Give back the whole listing word for word and skip each picture.

● **Input records**:
BEGIN

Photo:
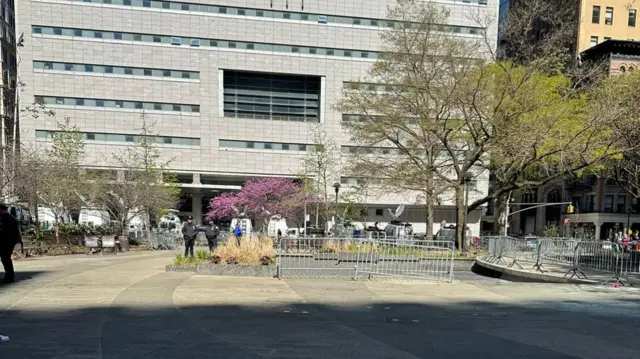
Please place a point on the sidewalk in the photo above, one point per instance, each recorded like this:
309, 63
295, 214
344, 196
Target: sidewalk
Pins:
554, 273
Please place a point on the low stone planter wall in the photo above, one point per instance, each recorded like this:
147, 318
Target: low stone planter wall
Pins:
233, 270
184, 268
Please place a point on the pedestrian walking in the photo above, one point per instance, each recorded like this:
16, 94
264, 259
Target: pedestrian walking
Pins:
9, 237
212, 232
189, 233
238, 233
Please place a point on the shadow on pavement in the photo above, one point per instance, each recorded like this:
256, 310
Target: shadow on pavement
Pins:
550, 330
20, 276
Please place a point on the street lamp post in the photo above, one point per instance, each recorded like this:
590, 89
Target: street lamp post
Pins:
466, 178
336, 187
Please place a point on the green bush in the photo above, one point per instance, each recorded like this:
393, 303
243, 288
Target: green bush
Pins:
179, 260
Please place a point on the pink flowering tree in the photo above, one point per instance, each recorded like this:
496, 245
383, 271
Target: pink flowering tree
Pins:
224, 206
259, 200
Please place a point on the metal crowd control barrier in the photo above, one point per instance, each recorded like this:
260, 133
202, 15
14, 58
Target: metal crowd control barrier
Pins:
578, 255
375, 258
554, 251
163, 240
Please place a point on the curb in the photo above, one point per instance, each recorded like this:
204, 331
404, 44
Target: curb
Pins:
539, 277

END

● **Output of the task**:
Photo:
Please place a point on the sidewalk in the photo above, one point per instance, each recorded like this:
309, 63
295, 214
344, 196
Target: sidewalk
Pins:
554, 273
Please place a point on the low stone planter wall in the photo above, one point per instance, each recorded like this:
147, 318
Target: low stone planter wall
Pins:
233, 270
184, 268
Please place a point on the pedestrian walking in the photo above, one point per instance, each recorded like this:
16, 94
264, 259
Target: pedestrian walking
Pins:
9, 237
212, 232
189, 233
238, 233
Please place a point on the shadow on pavement in the photo above, one point per instance, each recorded like this:
256, 310
Target: shadow on pavement
Pins:
550, 330
20, 276
Please place a point on the street lamp post in the photo above, one point per instance, each recorded like this:
590, 89
Target: street lamp post
Pins:
466, 178
336, 187
Please place a point on the green bush in the photo above, one point per instance, each recorded like this:
393, 303
243, 288
Target: green bush
Pins:
179, 260
Please place a point on the pink flowering tree in the photo above, one point per instance, each recorded like this:
496, 245
383, 271
Target: pink flowering tree
Pins:
224, 206
259, 200
Please place a point on the metal crowd control barrier in the photo above, one point per instance, each recorded like this:
260, 133
202, 15
14, 58
Target: metal crowd control barrier
Pins:
578, 255
375, 258
554, 251
163, 240
Please place a point on the curb in the photo above, one point per instance, each recorded like this:
204, 331
404, 44
Target: curb
Pins:
539, 277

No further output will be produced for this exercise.